§ **課題**: 顕微鏡的大腸炎の解説のうち、「顕微鏡的大腸炎(薬剤起因性消化管障害)」を含む語句で始まり「9: 881-890, 2011.」で終わる部分を、「ブデソニド」を「budesonide」に置き換えて書き直せ。

§ **原文**:
顕微鏡的大腸炎

内科学 第10版 「顕微鏡的大腸炎」の解説

顕微鏡的大腸炎(薬剤起因性消化管障害)

(2)顕微鏡的大腸炎
(microscopic colitis:MC
 顕微鏡的大腸炎は下血を伴わない水様下痢を呈する疾患で,おもに高齢者に多く認められる.MCは,病理組織学的には上皮下に肥厚したcollagen bandを伴うcollagenous colitis(CC)と,collagen bandを欠き粘膜上皮内にリンパ球の増加を示すリンパ球性大腸炎(lymphocytic colitis:LC)に大別されるが,臨床的には鑑別しがたい.疫学的には遺伝的素因,橋本病などの自己免疫疾患,糖尿病などとの関連が示唆されているが,病因は不明である.さまざまな薬剤(NSAIDs,PPI)との関連が認められる.典型的なMC患者は長期に続く下痢などの症状をきたす.欧米では内視鏡的および注腸検査では異常所見を認めないことが特徴的であるとされ,MCと命名されてきた.その発生率は10万人あたり10例とされ,潰瘍性大腸炎とCrohn病と同等と報告されている.わが国でも,特にCCの報告例が増えており,縦走潰瘍などの潰瘍性病変をみることもある.薬剤起因性では,原因薬剤の中止で症状は改善し治癒する.薬剤の関与が不明あるいは薬剤の中止が不可能の場合には,ブデソニド(ステロイド製剤)の投与が有効とされる[平石秀幸]
■文献
Stewart MJ, et al: Prednisolone and budesonide for short- and long-term treatment of microscopic colitis: systematic review and meta-analysis. Clin Gastroenterol Hepatol, 9: 881-890, 2011.

[保存済みデータ項目]
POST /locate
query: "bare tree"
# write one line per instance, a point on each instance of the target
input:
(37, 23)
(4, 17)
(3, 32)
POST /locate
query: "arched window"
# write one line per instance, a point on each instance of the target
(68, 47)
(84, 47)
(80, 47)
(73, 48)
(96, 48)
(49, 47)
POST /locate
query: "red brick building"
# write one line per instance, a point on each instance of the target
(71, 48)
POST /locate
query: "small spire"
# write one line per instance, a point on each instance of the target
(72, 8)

--

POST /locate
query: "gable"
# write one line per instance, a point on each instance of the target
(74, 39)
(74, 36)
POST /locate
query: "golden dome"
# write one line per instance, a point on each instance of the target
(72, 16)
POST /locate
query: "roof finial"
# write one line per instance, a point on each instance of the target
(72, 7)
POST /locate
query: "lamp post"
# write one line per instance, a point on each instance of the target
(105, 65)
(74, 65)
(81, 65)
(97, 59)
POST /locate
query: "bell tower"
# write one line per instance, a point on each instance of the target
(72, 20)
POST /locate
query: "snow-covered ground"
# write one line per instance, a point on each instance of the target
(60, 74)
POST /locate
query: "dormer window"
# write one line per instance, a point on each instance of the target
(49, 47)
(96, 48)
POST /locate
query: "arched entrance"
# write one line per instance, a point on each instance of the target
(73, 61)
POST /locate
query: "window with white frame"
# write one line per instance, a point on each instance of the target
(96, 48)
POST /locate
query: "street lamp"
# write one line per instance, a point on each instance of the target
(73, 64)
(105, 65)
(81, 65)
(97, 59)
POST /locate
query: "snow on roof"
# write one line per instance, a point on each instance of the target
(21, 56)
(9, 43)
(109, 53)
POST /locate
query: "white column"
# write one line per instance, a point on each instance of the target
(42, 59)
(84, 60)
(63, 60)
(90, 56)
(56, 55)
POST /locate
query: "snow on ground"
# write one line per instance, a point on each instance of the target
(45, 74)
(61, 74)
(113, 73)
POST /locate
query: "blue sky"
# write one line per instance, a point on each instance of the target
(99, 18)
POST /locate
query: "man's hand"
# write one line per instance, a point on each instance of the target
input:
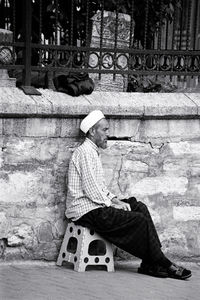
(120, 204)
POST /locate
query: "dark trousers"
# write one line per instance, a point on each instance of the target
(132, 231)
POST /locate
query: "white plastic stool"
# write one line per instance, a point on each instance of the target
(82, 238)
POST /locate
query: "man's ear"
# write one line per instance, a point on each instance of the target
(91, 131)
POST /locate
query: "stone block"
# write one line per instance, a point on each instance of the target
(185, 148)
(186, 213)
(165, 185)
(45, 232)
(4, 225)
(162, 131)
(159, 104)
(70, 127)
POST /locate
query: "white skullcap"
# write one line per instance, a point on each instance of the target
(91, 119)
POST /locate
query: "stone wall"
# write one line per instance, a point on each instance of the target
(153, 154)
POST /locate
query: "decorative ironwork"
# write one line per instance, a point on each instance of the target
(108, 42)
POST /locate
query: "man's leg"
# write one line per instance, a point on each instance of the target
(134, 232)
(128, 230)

==

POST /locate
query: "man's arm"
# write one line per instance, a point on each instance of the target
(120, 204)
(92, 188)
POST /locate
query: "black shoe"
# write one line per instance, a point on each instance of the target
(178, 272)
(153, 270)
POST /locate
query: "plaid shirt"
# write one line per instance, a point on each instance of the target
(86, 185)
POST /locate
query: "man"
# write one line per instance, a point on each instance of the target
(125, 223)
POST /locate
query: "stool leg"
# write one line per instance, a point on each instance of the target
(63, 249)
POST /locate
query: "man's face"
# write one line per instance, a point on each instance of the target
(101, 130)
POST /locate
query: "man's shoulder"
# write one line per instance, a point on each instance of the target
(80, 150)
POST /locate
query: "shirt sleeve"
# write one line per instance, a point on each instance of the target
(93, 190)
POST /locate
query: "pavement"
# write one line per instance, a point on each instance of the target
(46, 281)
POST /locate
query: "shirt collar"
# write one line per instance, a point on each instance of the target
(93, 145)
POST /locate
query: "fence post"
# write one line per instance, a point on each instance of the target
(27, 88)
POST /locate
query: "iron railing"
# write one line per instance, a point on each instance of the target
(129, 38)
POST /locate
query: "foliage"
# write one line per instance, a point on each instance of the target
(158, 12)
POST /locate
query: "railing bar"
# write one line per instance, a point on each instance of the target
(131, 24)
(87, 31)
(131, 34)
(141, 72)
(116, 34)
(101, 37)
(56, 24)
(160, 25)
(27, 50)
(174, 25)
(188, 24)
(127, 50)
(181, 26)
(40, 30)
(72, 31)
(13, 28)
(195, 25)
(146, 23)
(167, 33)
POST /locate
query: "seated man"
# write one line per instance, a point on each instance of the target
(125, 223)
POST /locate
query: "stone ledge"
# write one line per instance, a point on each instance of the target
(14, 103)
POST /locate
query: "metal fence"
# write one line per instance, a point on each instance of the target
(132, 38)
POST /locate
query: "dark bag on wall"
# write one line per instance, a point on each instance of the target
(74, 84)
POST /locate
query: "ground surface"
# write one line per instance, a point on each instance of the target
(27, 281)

§ **解答**:
顕微鏡的大腸炎(薬剤起因性消化管障害)

(2)顕微鏡的大腸炎
(microscopic colitis:MC
 顕微鏡的大腸炎は下血を伴わない水様下痢を呈する疾患で,おもに高齢者に多く認められる.MCは,病理組織学的には上皮下に肥厚したcollagen bandを伴うcollagenous colitis(CC)と,collagen bandを欠き粘膜上皮内にリンパ球の増加を示すリンパ球性大腸炎(lymphocytic colitis:LC)に大別されるが,臨床的には鑑別しがたい.疫学的には遺伝的素因,橋本病などの自己免疫疾患,糖尿病などとの関連が示唆されているが,病因は不明である.さまざまな薬剤(NSAIDs,PPI)との関連が認められる.典型的なMC患者は長期に続く下痢などの症状をきたす.欧米では内視鏡的および注腸検査では異常所見を認めないことが特徴的であるとされ,MCと命名されてきた.その発生率は10万人あたり10例とされ,潰瘍性大腸炎とCrohn病と同等と報告されている.わが国でも,特にCCの報告例が増えており,縦走潰瘍などの潰瘍性病変をみることもある.薬剤起因性では,原因薬剤の中止で症状は改善し治癒する.薬剤の関与が不明あるいは薬剤の中止が不可能の場合には,budesonide(ステロイド製剤)の投与が有効とされる[平石秀幸]
■文献
Stewart MJ, et al: Prednisolone and budesonide for short- and long-term treatment of microscopic colitis: systematic review and meta-analysis. Clin Gastroenterol Hepatol, 9: 881-890, 2011.